-- EXERCISE PROMPT --
Reproduce each record below exactly as written.

-- GIVEN RECORDS --

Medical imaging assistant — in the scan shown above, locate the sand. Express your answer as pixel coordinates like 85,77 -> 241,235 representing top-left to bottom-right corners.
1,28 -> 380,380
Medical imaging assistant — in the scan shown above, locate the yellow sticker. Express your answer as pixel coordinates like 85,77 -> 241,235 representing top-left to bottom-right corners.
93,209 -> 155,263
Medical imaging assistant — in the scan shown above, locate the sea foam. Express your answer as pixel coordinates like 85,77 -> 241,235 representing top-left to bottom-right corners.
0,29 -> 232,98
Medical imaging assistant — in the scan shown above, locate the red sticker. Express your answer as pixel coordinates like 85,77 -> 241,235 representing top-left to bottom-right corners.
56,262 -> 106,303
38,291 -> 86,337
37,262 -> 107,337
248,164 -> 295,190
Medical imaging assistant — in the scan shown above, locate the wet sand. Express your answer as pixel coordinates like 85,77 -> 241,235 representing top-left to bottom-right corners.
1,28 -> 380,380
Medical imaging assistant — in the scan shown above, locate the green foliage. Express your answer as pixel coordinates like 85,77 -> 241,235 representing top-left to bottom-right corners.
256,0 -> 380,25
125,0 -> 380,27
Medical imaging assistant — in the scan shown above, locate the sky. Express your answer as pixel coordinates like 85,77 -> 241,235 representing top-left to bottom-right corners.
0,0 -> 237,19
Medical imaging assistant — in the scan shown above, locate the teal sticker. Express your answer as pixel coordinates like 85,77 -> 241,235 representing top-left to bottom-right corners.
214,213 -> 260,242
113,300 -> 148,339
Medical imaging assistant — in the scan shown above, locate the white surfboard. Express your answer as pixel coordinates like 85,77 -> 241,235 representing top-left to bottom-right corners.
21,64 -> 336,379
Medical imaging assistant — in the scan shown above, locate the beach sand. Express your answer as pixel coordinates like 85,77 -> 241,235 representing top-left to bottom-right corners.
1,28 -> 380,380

-- RESPONSE TO THE TASK --
Medical imaging assistant — in the scan shown above, locate the sand. Express your answer as pixel coordinates like 85,77 -> 241,235 representing top-left to bottom-right corners.
1,28 -> 380,380
Medical imaging assistant — in the scan shown above, locate the yellow sticker. Express your answer as pixel coordinates like 85,77 -> 241,235 representing top-left to bottom-right corners.
93,209 -> 155,263
Medical imaging assistant — in the scan shown above, locate the sea foam. Express your answer as pixel coordinates like 85,77 -> 241,235 representing top-left to bottom-right corners.
0,29 -> 232,98
Medical imaging assistant — in the scan shown above, locate the red sticker. Express your answer as pixel coordinates like 85,77 -> 241,235 representing top-left to bottom-right corners.
56,262 -> 106,303
38,291 -> 86,337
37,262 -> 107,337
248,164 -> 295,190
Medical imaging assistant — in the scan shown above, locate the wet sand. Express your answer as pixel coordinates like 85,77 -> 241,235 representing top-left to bottom-right corners.
1,28 -> 380,380
Medical imaging assistant — in the scan shown above, locate the green foliage. Express your answer as pixel coordinates like 85,77 -> 241,235 representing top-left to bottom-right corners.
256,0 -> 380,25
125,0 -> 380,27
Medical imaging assistant — in the scan shown above, locate the sky. Express your answer as pixel coordinates like 85,77 -> 241,235 representing top-left to bottom-right corners.
0,0 -> 237,19
Medical imaging assistant — in the scan shown above, locate the teal sticker. Express your answer as pixel coordinates like 85,77 -> 241,235 representing top-left to bottom-right corners.
214,213 -> 260,242
113,300 -> 148,339
Medical imaging assistant — in the scan shown above, locate the white surfboard. Express your answer as pixel coordinates like 85,77 -> 241,235 representing top-left to bottom-right corners.
21,64 -> 336,379
Medical imaging assistant — in the scan shown above, locate the beach sand. Express your answer as pixel coordinates like 85,77 -> 241,235 representing top-left to bottom-right corners.
1,28 -> 380,380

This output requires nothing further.